(Recorded data)
-------

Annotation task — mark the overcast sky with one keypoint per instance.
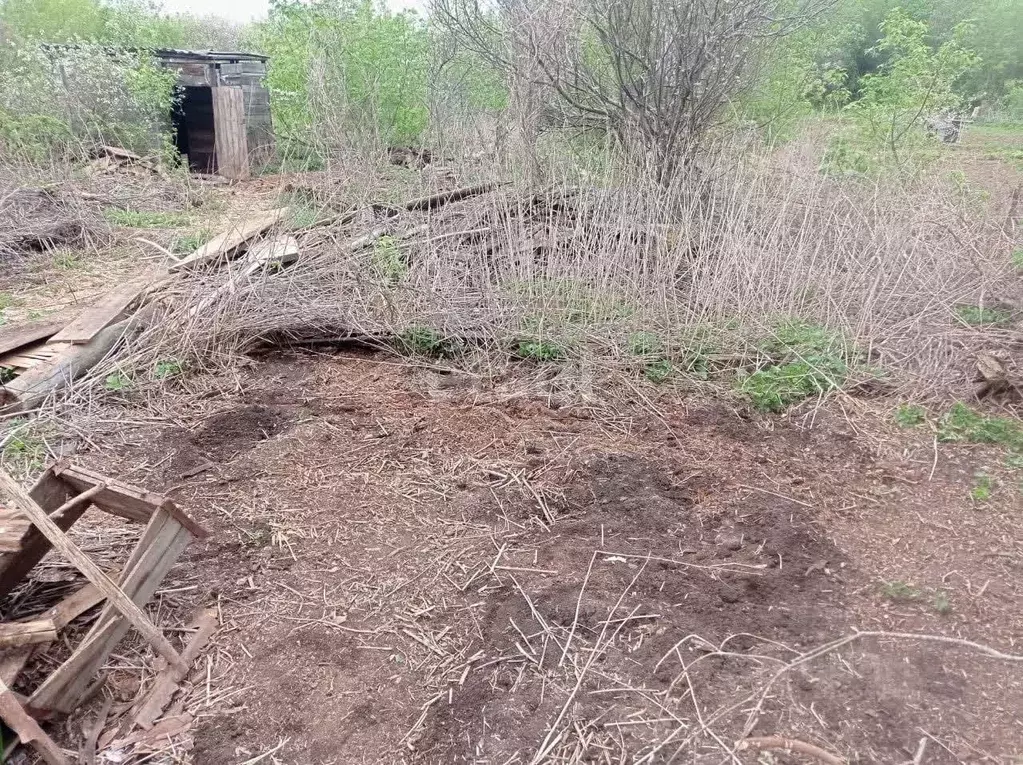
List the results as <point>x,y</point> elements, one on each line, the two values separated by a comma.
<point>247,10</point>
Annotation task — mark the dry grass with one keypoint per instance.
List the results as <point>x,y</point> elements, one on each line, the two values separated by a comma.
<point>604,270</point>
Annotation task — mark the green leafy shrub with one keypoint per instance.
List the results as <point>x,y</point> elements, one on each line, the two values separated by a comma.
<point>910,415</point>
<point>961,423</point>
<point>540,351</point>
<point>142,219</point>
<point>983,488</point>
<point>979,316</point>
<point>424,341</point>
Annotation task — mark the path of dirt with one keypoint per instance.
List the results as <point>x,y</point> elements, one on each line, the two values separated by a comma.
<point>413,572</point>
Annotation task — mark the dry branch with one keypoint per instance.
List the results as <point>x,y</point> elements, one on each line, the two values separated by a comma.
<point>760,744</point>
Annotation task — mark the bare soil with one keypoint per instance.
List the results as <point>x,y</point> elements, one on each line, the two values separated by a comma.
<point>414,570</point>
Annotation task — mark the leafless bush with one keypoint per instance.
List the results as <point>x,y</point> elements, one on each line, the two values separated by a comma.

-------

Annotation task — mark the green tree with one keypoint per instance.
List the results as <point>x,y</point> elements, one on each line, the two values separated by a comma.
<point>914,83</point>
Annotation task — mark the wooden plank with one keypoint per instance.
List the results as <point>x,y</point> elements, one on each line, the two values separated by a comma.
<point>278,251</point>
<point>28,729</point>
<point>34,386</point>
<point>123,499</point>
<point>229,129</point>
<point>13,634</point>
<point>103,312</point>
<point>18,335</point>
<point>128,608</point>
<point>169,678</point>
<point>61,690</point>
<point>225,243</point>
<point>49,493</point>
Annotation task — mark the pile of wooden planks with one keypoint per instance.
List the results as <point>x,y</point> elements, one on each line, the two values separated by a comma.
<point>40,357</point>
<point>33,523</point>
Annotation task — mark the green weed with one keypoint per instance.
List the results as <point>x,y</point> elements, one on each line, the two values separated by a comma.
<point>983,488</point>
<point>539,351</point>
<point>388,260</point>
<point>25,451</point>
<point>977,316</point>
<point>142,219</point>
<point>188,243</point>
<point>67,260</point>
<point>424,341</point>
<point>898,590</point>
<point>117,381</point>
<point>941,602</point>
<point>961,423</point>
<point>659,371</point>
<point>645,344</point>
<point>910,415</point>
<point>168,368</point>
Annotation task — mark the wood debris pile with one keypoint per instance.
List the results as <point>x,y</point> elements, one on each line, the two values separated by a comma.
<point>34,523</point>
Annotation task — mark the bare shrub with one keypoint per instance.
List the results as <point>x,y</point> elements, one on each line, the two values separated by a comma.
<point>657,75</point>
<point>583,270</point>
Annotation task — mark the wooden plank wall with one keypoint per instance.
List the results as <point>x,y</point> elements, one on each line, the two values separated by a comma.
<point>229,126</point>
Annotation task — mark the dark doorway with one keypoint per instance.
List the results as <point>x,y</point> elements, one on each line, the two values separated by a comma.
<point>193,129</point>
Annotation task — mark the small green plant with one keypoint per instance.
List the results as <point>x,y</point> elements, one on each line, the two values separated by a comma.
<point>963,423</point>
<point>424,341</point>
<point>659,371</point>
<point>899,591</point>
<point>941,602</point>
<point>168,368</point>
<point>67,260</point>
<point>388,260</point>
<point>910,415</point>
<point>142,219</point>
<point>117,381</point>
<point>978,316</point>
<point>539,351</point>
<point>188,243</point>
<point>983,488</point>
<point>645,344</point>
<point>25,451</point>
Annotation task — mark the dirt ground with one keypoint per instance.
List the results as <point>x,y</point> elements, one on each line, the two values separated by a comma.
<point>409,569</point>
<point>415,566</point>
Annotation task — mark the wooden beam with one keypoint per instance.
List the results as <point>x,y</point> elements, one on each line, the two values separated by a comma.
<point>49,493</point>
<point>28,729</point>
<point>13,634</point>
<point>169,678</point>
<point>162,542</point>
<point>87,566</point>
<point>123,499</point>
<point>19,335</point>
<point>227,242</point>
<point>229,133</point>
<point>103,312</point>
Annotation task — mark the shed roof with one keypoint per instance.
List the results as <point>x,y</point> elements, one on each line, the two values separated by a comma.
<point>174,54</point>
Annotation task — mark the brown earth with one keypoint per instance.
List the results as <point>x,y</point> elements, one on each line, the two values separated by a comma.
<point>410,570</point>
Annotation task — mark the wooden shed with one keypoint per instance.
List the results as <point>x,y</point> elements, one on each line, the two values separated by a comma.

-------

:: Problem statement ::
Check each line of the entries above for the word "bare". List the ones that have it.

:: Response box ::
Annotation task — mark the bare soil with one keypoint per instance.
Annotation task — mark the bare shrub with one keypoint per instance.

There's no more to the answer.